SOURCE TEXT
High-efficiency GaInP solar cells: DFT and SCAPS-1D guided design and optimization
Harshit Mangla, Komal Saini, A Abdalla Jamal, Neetu Raj Bharti, Chinmay Narayan, Sachin Saroj, Aditya Kishor, Manasvi Raj, Neeraj Goel
Abstract
Abstract In the pursuit of more efficient and thermally stable solar cells, this study takes a targeted approach to optimizing GaInP-based architectures. Five electron transport layers (ETLs) and twelve-hole transport layers (HTLs) were systematically evaluated using SCAPS-1D simulations to fine-tune device parameters and Density Functional Theory (DFT) calculations to probe the electronic and optical behaviour of the materials involved. Among sixty unique configurations, a device employing TiO 2 as the ETL, Cu 2 O as the HTL, and GaInP as the light-absorbing material is chosen. This combination demonstrated optimum performance, achieving a power conversion efficiency (PCE) of 28.4%, a fill factor (FF) of 88.2%, short-circuit current density (J sc ) of 17.6 mA cm −2 , and an open-circuit voltage (V oc ) of 1.8 V. More importantly, by advancing a lead-free, thermally stable architecture, the study delivers a groundbreaking pathway for environmentally safe, high-efficiency photovoltaics. Through its dual-framework of theoretical modelling and simulation, these results highlight GaInP solar cells as promising candidates for tandem photovoltaics, emerging indoor IoT energy-harvesting applications and space-based power systems.

[Spatial localization data]
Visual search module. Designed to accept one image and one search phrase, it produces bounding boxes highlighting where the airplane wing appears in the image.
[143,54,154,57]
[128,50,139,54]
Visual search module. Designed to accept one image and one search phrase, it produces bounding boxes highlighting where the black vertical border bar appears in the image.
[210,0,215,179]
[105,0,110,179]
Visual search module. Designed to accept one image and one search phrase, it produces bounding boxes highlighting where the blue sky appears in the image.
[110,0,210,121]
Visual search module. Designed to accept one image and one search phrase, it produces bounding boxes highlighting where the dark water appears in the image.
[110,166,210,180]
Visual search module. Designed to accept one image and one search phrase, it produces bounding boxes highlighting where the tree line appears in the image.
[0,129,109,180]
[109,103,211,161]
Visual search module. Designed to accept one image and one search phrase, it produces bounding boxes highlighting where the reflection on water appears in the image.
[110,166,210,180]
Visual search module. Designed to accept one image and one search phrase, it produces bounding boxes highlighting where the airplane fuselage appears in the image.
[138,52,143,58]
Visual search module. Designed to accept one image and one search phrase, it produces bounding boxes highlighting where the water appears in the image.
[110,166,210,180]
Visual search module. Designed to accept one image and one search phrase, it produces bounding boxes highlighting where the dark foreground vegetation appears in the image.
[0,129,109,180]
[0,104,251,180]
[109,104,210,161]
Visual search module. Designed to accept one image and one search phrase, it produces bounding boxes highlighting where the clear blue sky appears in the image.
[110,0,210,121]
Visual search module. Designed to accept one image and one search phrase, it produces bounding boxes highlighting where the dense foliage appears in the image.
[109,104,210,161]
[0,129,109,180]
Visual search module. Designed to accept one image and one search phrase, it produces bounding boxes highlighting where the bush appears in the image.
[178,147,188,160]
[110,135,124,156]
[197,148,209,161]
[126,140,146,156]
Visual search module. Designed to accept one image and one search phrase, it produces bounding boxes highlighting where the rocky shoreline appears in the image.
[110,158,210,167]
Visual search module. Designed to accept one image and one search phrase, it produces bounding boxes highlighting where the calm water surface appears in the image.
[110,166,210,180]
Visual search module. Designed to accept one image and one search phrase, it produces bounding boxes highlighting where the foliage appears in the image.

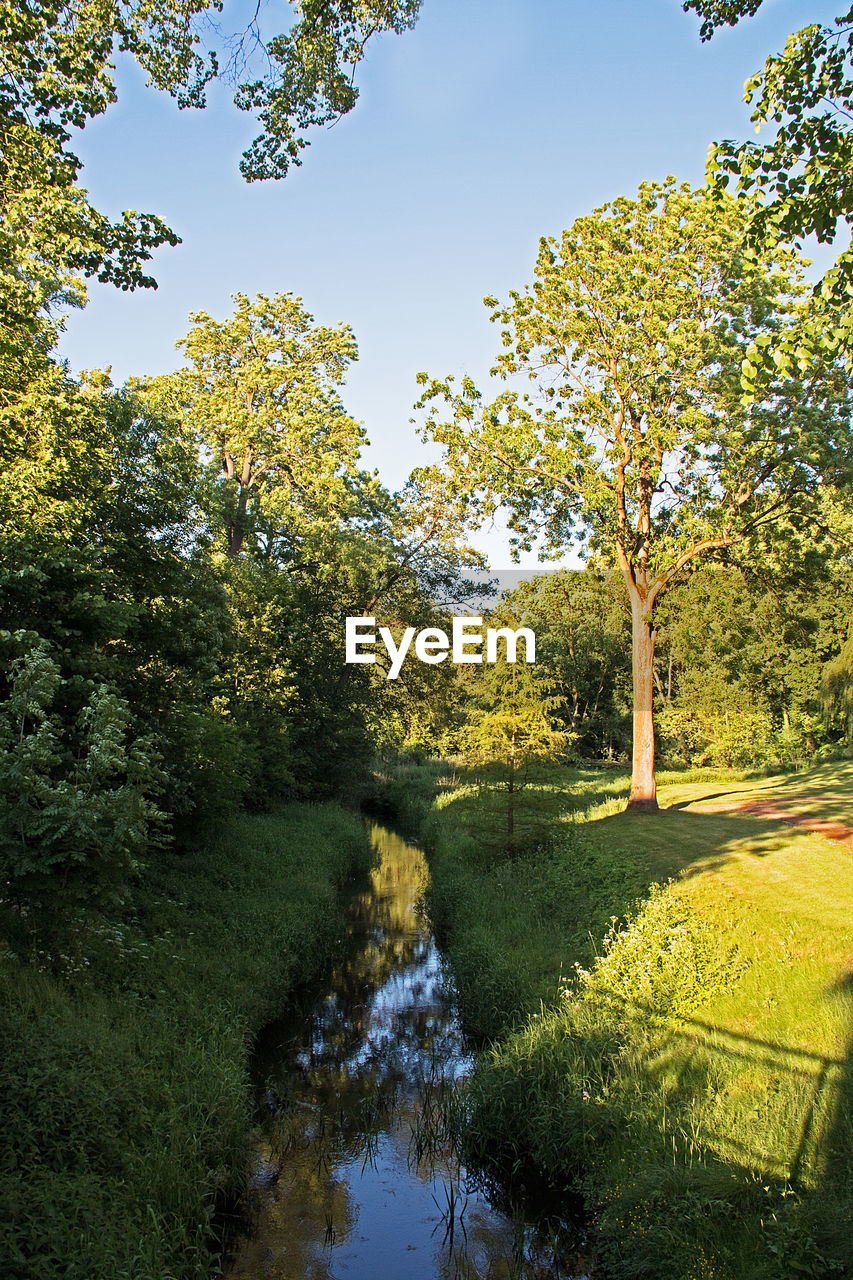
[0,0,420,363]
[420,179,847,581]
[511,563,631,760]
[152,293,364,557]
[0,805,369,1280]
[430,764,853,1280]
[684,0,853,368]
[0,644,163,896]
[419,179,850,808]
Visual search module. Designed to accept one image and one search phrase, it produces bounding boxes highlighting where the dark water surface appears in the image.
[227,827,590,1280]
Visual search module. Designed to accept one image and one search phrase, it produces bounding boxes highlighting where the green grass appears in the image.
[422,763,853,1280]
[0,805,369,1280]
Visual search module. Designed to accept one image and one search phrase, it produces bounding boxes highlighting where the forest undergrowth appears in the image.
[0,804,370,1280]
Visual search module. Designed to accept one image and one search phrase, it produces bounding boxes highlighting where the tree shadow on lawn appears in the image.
[585,788,853,1276]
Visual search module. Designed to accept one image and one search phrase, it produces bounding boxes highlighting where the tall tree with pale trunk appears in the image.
[157,293,364,557]
[419,179,853,809]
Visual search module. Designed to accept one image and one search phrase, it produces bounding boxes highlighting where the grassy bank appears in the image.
[429,764,853,1280]
[0,805,369,1280]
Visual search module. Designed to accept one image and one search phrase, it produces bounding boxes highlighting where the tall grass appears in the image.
[429,764,853,1280]
[0,805,369,1280]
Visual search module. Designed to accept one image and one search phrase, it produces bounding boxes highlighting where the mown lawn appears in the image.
[422,763,853,1280]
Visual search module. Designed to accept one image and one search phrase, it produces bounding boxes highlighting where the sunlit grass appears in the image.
[432,762,853,1280]
[0,805,369,1280]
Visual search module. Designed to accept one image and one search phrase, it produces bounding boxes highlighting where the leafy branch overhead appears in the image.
[684,0,853,355]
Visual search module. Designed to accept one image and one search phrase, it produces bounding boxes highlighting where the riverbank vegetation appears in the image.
[0,0,853,1280]
[0,804,370,1280]
[414,763,853,1280]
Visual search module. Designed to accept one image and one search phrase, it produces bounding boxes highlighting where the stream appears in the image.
[225,826,592,1280]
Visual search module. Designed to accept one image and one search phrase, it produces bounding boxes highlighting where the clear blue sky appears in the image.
[61,0,838,567]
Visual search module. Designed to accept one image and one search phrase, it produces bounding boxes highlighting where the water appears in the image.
[227,827,590,1280]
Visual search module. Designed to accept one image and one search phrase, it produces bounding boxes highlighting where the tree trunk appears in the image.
[225,484,248,557]
[628,593,657,812]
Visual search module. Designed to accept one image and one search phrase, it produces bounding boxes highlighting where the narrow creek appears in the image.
[225,826,592,1280]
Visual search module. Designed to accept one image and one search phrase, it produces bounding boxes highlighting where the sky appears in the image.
[60,0,838,568]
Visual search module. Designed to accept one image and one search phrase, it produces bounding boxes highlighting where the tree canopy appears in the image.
[684,0,853,358]
[419,180,852,804]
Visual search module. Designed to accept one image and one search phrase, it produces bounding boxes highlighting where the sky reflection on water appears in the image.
[222,827,585,1280]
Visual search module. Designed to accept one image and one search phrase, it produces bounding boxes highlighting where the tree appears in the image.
[419,179,853,809]
[0,0,420,360]
[461,608,563,854]
[510,564,631,760]
[684,0,853,363]
[150,293,364,557]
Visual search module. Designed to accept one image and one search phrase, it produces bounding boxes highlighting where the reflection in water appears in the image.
[222,827,585,1280]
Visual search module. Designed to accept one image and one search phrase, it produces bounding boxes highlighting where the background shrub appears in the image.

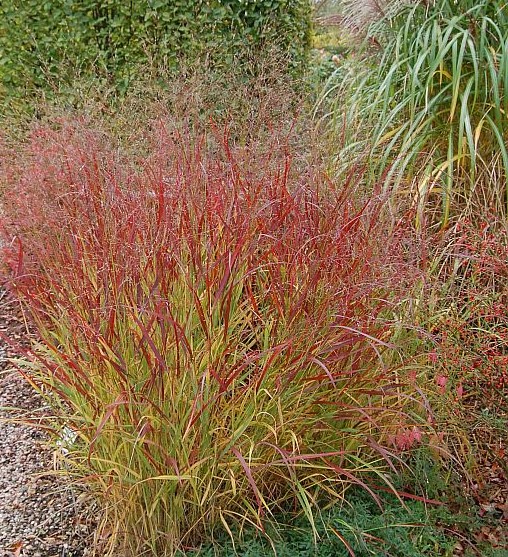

YOUR INSTRUCTIONS
Using the abstract on GaInP solar cells, list each performance parameter reported for the chosen device along with its value.

ANSWER
- Power conversion efficiency (PCE): 28.4%
- Fill factor (FF): 88.2%
- Short-circuit current density (J sc): 17.6 mA cm−2
- Open-circuit voltage (V oc): 1.8 V